[Dataset records]
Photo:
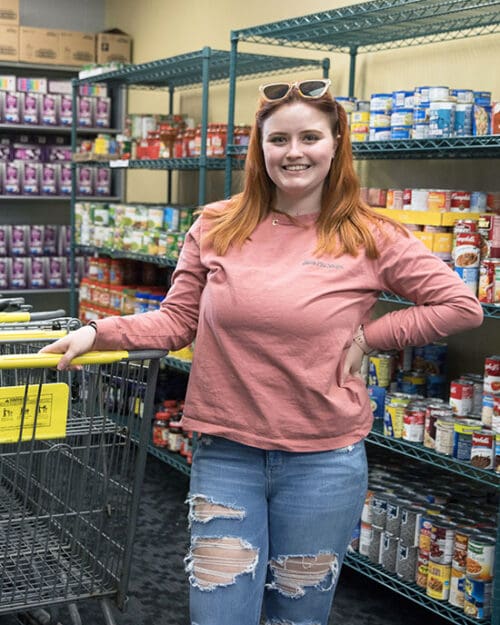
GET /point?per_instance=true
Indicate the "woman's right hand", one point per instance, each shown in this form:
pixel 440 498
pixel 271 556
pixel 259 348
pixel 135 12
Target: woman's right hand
pixel 74 344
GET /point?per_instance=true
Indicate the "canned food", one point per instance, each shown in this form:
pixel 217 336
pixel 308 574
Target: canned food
pixel 461 397
pixel 460 201
pixel 477 598
pixel 406 562
pixel 480 557
pixel 439 200
pixel 462 438
pixel 457 588
pixel 394 199
pixel 374 547
pixel 482 449
pixel 444 435
pixel 460 546
pixel 492 374
pixel 422 568
pixel 381 102
pixel 441 119
pixel 380 370
pixel 394 414
pixel 411 519
pixel 438 581
pixel 442 541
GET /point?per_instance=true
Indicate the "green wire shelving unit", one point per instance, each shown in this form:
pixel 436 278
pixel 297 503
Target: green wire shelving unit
pixel 370 27
pixel 191 70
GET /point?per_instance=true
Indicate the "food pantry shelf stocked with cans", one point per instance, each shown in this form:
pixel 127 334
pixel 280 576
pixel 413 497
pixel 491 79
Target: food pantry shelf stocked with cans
pixel 121 287
pixel 427 532
pixel 36 257
pixel 153 230
pixel 461 419
pixel 421 113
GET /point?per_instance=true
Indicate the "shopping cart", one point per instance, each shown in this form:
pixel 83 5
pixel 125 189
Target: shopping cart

■ **EXERCISE BRIEF**: The reply should hold every entry above, given again exactly, but not a single picture.

■ **TASK OUTPUT**:
Photo:
GET /point?per_instance=true
Indicate the "woman's right hand", one point per instance, each shown in this form:
pixel 440 498
pixel 271 556
pixel 259 348
pixel 135 12
Target: woman's right hand
pixel 74 344
GET /point?per_instance=true
Indicate the "canned food", one point per instance, each shown in this form:
pixel 217 336
pixel 308 574
Target: canned food
pixel 461 397
pixel 460 201
pixel 477 598
pixel 406 562
pixel 480 557
pixel 439 200
pixel 462 438
pixel 457 588
pixel 394 199
pixel 374 547
pixel 482 449
pixel 444 435
pixel 460 546
pixel 492 374
pixel 422 568
pixel 381 102
pixel 441 119
pixel 380 370
pixel 394 414
pixel 411 519
pixel 438 581
pixel 442 541
GET /point?per_instance=true
Indicate the "green wire shelving unit", one point per instance, each shown in this form:
pixel 436 278
pixel 297 503
Target: green wire shelving unit
pixel 370 27
pixel 191 70
GET /point?per_instance=true
Indicate the "food pantry shelf stocked with cans", one point per instance, each shown in this form:
pixel 127 334
pixel 280 576
pixel 413 497
pixel 491 79
Target: food pantry shelf stocked with cans
pixel 121 287
pixel 427 532
pixel 36 257
pixel 153 230
pixel 461 419
pixel 421 113
GET /point?per_instance=true
Indicate the "shopping cart", one point per instance, each shown in this form:
pixel 83 5
pixel 125 189
Target: shopping cart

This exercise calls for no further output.